• **TASK**: Starting at the line that contains "Return the segmentation of every instance of the blue" and stopping after the line that contains "M 1013 6 L 882 4 L 4 0 L 0 249 L 1013 247 Z", write out only those lines of the data again, leaving every line except the picture unchanged apart from its coordinates. Multiply each coordinate in the path answers by 2.35 and round it to a whole number, with halves rounded up.

• **DATASET**:
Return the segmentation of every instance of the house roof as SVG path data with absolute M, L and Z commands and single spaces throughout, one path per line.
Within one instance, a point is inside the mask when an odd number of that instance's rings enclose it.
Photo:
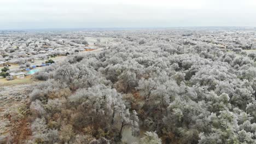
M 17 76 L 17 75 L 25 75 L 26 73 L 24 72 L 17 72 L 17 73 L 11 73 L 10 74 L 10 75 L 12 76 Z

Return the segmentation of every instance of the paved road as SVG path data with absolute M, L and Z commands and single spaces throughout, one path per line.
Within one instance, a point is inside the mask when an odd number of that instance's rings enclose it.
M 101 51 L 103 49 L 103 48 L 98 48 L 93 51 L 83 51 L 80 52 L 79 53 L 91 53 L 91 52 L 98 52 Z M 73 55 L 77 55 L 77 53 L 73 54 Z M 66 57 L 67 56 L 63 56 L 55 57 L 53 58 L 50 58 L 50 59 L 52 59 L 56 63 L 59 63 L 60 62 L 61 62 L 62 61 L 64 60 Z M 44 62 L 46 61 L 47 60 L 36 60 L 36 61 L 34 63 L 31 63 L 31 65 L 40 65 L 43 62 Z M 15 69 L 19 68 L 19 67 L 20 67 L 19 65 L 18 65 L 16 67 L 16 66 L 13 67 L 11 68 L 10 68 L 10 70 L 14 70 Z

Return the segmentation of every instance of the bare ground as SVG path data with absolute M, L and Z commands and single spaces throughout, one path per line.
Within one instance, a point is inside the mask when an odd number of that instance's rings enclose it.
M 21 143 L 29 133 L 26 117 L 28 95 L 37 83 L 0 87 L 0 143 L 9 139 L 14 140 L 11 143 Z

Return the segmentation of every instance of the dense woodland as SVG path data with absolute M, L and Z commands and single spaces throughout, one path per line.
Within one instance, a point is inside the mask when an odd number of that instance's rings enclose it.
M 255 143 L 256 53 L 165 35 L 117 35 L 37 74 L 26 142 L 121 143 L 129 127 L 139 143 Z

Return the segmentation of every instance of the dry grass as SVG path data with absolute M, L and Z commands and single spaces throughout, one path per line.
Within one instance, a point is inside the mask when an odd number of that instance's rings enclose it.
...
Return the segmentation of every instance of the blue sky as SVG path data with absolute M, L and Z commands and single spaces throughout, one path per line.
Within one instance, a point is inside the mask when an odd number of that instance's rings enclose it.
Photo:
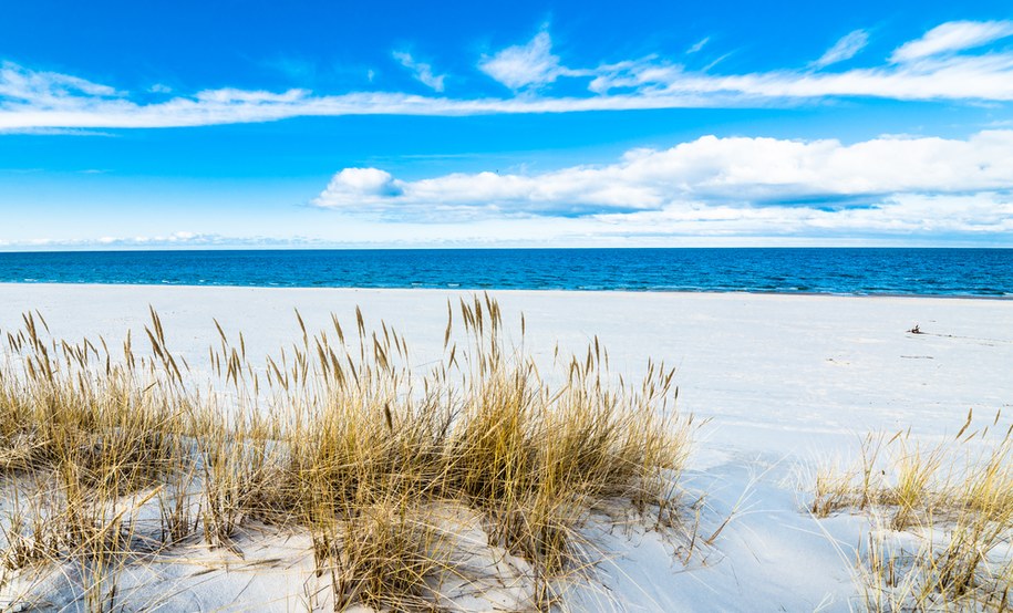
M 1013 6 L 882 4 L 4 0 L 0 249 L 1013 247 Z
---
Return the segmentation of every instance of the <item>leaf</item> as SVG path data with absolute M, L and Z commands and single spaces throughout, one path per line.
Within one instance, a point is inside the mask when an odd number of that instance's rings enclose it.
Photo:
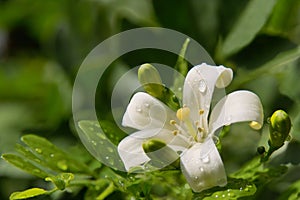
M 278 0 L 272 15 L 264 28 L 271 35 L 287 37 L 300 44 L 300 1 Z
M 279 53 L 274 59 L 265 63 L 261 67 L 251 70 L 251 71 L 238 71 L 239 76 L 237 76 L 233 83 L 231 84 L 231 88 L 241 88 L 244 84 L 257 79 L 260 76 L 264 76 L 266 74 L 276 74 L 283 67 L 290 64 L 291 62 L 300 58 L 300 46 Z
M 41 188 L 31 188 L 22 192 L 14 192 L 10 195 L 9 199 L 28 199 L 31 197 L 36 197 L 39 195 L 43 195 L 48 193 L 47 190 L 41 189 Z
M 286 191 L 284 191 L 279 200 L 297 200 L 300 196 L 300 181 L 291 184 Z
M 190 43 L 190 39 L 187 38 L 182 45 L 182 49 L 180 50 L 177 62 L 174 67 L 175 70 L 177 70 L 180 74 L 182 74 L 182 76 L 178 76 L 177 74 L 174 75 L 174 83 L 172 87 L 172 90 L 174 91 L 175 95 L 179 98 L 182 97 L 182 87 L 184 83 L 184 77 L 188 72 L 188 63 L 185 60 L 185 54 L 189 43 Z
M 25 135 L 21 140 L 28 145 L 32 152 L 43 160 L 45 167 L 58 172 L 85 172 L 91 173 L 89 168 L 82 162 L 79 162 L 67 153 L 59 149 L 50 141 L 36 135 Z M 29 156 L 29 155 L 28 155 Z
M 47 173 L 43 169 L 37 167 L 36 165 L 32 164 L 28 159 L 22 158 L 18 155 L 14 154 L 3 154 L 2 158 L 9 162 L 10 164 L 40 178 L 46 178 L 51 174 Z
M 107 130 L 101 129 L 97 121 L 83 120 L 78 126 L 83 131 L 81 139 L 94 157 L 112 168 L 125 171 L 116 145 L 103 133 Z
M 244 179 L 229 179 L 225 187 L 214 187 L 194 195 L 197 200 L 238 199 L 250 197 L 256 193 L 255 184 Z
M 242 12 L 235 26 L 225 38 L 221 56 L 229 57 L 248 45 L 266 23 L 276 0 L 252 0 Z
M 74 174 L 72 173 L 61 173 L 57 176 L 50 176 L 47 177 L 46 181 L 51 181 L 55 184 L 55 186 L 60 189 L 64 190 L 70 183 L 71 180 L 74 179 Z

• **PROBLEM SOLUTION**:
Return the segmentation of every instance of the blue sky as SVG path data with absolute M, L and Z commands and single spaces throughout, one path per line.
Within one instance, a point is inside the mask when an odd number of that instance's rings enclose it.
Photo:
M 2381 14 L 2073 9 L 9 0 L 0 585 L 2381 580 Z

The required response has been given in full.